◆ TASKS TO COMPLETE ◆
1: Summarize the State v. Jones opinion below in two sentences.
2: Write the next part of the State v. Jones opinion below, picking up from its final words.

◆ PAGE TEXT ◆
STATE V. JONES, 1997-NMSC-016, 123 N.M. 73, 934 P.2d 267
STATE OF NEW MEXICO,
Plaintiff-Respondent,
vs.
REGINALD JONES, Defendant-Petitioner.
SUPREME COURT OF NEW MEXICO
1997-NMSC-016, 123 N.M. 73, 934 P.2d 267
Larry Johnson, District Judge.
Released for Publication February 25,
1997
T. Glenn Ellington, Chief Public
Defender, Bruce Rogoff, Appellate Defender, Santa Fe, NM, for Petitioner.
Hon. Tom Udall, Attorney General, Steven
S. Suttle, Assistant Attorney General, Santa Fe, NM, for Respondent.
RICHARD E. RANSOM, Justice. WE CONCUR:
JOSEPH F. BACA, Justice, PAMELA B. MINZNER, Justice.
AUTHOR: RICHARD E. RANSOM
{*73} ORIGINAL
PROCEEDING ON CERTIORARI
{1} Reginald Jones was
convicted of armed robbery and attempted armed robbery.
See NMSA 1978, §
30-16-2 (Repl. Pamp. 1994) (robbery) and NMSA 1978, §
30-28-1 (Repl. Pamp.
1994) (attempt). The Court of Appeals affirmed.
State v. Jones,
121 N.M.
383, 386,
911 P.2d 891, 894 . We granted certiorari to review questions of
racial discrimination in the peremptory challenge of a juror.
State v. Jones,
121 N.M. 299,
910 P.2d 933 (1996). First, we hold that, under
Batson v.

◆ RECORDED DATA ◆
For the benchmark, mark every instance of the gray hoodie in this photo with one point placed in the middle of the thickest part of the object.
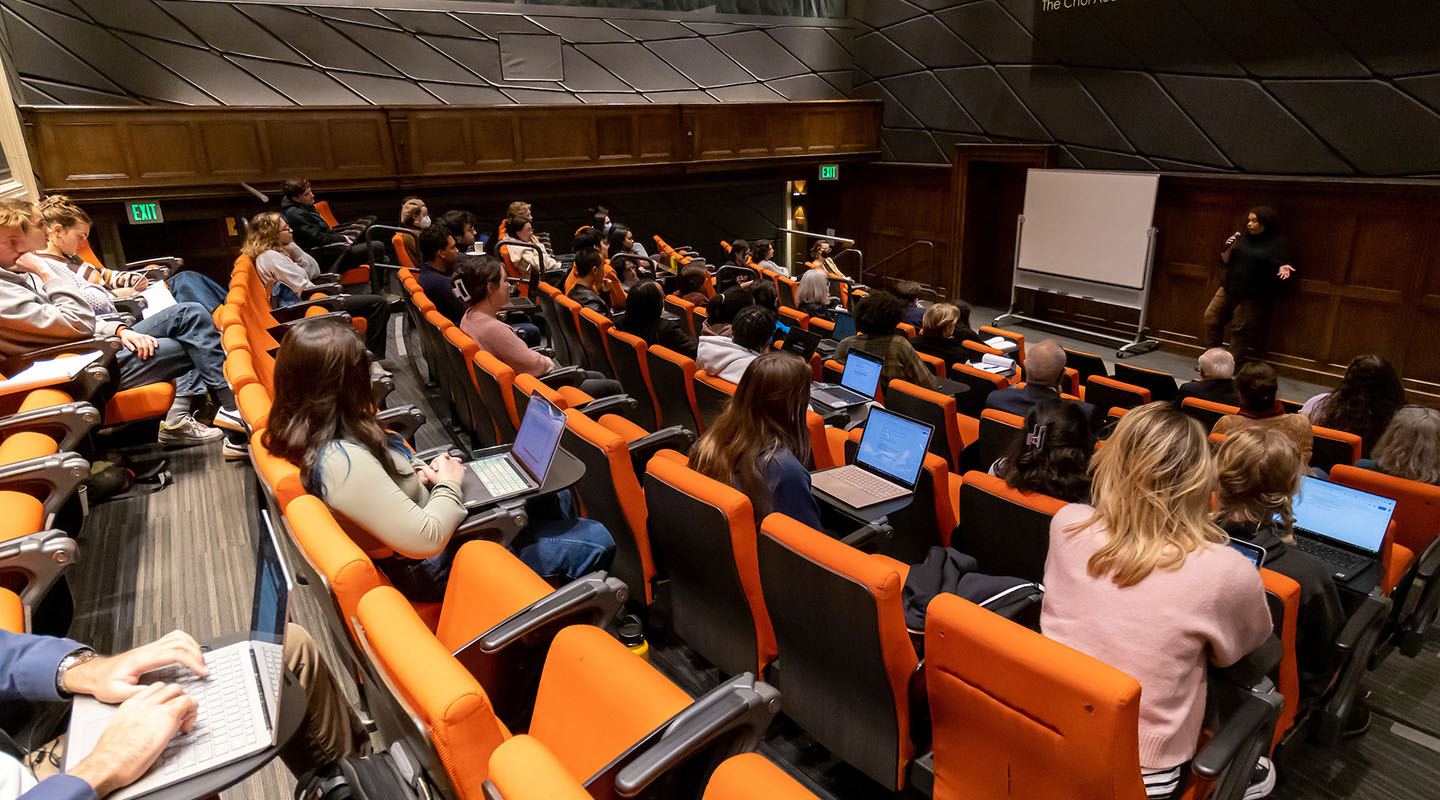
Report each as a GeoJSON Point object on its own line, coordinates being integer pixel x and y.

◆ RESPONSES FOR EACH TASK ◆
1: Reginald Jones was convicted of armed robbery and attempted armed robbery, and the Court of Appeals affirmed. The Supreme Court of New Mexico granted certiorari to review questions of racial discrimination in the peremptory challenge of a juror.

2:
Kentucky, 476 U.S. 79, 97-98, 90 L. Ed. 2d 69, 106 S. Ct. 1712 (1986), the
prosecutor responded to Jones' prima facie showing of discrimination with a
race-neutral explanation that the prospective juror was peremptorily excused
because he was non-assertive and failed to make eye contact; second, we observe
that the
Batson analysis is here unaffected by
Purkett v. Elem,
514 U.S. 765, 115 S. Ct. 1769, 131 L. Ed. 2d 834
{*74}
(1995) (per curiam); and third, we apply a de novo standard in reviewing
the legal adequacy of the prosecutor's explanation under our
Batson
jurisprudence. We affirm the convictions.
{2} Facts. During jury
selection, the State peremptorily challenged an African-American juror. Jones
objected with a prima facie showing of racial discrimination in that he is
African-American and the challenged juror was the only African-American in the
venire who could serve on the jury.
See Batson, 476 U.S. at 96. The
prosecutor stated that he challenged the juror "because he absolutely
failed to establish eye contact with the State during questioning, and in the
State's amateur psychological opinion, seemed not to be possessed of a certain
degree of assertiveness which the State prefers to have in jurors." Jones
replied that the prosecutor's explanation was insufficient because it was
subjective and there was no indication of how the prosecutor tried to establish
eye contact. Jones adduced no further evidence that the prosecutor's
race-neutral explanation was pretextual. The trial court found the prosecutor's
explanation to be "reasonable" and overruled Jones' objection.
{3} Step two under Batson.
In
Batson, the U.S. Supreme Court outlined a three-step procedure for
trial courts to determine whether a prosecutor has discriminated on the basis
of race in the use of peremptory challenges.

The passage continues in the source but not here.